● **Exercice court 1**:
Répondez aux questions suivantes sur l'extrait consacré aux créditistes.
(a) Qui, selon l'extrait, proclame de grands principes sans en faire d'application concrète ?
(b) Dans quel but l'organisation créditiste existe-t-elle, et dans quel but n'existe-t-elle pas ?
(c) Que s'applique à faire le créditiste pendant que les partis politiques cherchent à gagner des élections ?
● **Exercice court 2**: Rédigez la suite de l'extrait consacré aux créditistes, s'il vous plaît, en reprenant après sa dernière phrase.

● **Passage extrait**:

* * * *

Qu'il fait bon, n'est-ce pas, d'entendre ces grands principes dans la bouche du Saint-Père ? Sans doute, il ne proclame que des principes ; il ne fait aucune application concrète. Mais il sera permis à l'Union Créditiste des Électeurs de constater avec satisfaction qu'elle n'est pas dans une mauvaise voie.
Créditiste, tu travailles actuellement à bâtir au sein du peuple une organisation appartenant au peuple lui-même ; non pas un parti, non pas un mouvement de politiciens, d'aspirants-députés, qui ne cherche qu'à envahir les parlements ; mais une grande union du peuple lui-même, en dehors des parlements. Tu veux qu'enfin le peuple surveille ses gouvernements et les force à tenir compte de la volonté commune, des aspirations conformes au bien commun.
Pendant que les partis politiques s'évertuent à gagner des élections par la manipulation de la foule, toi, tu t'appliques à former une élite de plus en plus considérable et de mieux en mieux éclairée, au sein de la multitude d'où tu la fais surgir.
Toi seul en Nouvelle-France, créditiste, tu travailles à rendre le peuple capable de censurer et corriger les actes de ses gouvernants. Toi seul, parce que ton organisation existe justement, non pas pour la conquête du pouvoir, mais pour la surveillance du pouvoir.
Corriger et censurer — par les pressions que tu fais, de concert avec ceux qui, comme toi, ont vu et compris la lumière.

* * * *

● **Matériel**:
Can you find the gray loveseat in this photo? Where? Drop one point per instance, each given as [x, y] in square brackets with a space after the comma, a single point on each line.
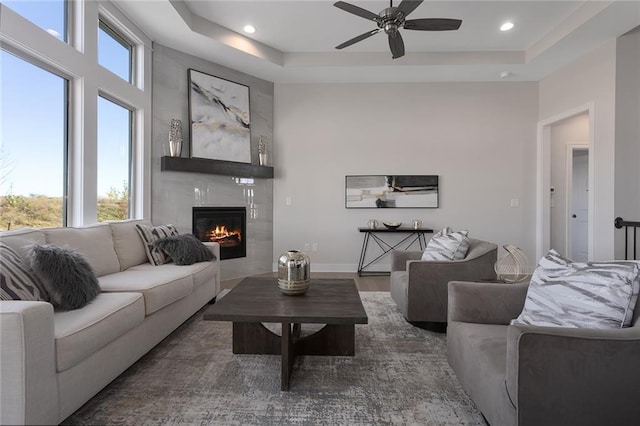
[54, 362]
[527, 375]
[419, 287]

* * * *

● **Réponse rédigée 1**:
(a) Le Saint-Père.
(b) Elle existe pour la surveillance du pouvoir, non pour la conquête du pouvoir.
(c) Il s'applique à former, au sein de la multitude, une élite de plus en plus considérable et de mieux en mieux éclairée.

● **Réponse rédigée 2**:
Confier au peuple des garanties efficaces — cela ne veut pas dire lui faire des promesses électorales
et l'oublier ensuite sauf pour le taxer et le gendarmer. Des garanties efficaces pour surveiller et censurer ses gouvernants — ce sont des moyens pratiques pour rappeler aux gouvernants, à tue-tête s'il le faut, qu'ils existent pour servir le peuple. Et c'est cela que tu veux mettre en œuvre par ton organisation permanente des électeurs eux-mêmes. Nos représentants ne devront plus pouvoir dormir tranquilles tant que le peuple sera la victime d'exploiteurs d'hommes.
Créditistes, l'Union des Électeurs est la plus belle garantie de liberté et de paix que le peuple puisse désirer. Aime-la bien. Et pour la rendre de plus en plus efficace, travaille à la grossir sans cesse ; personne ne le fera, si ce n'est toi-même. C'est toi, par la lumière que tu portes, le grand responsable du salut de la Nouvelle-France.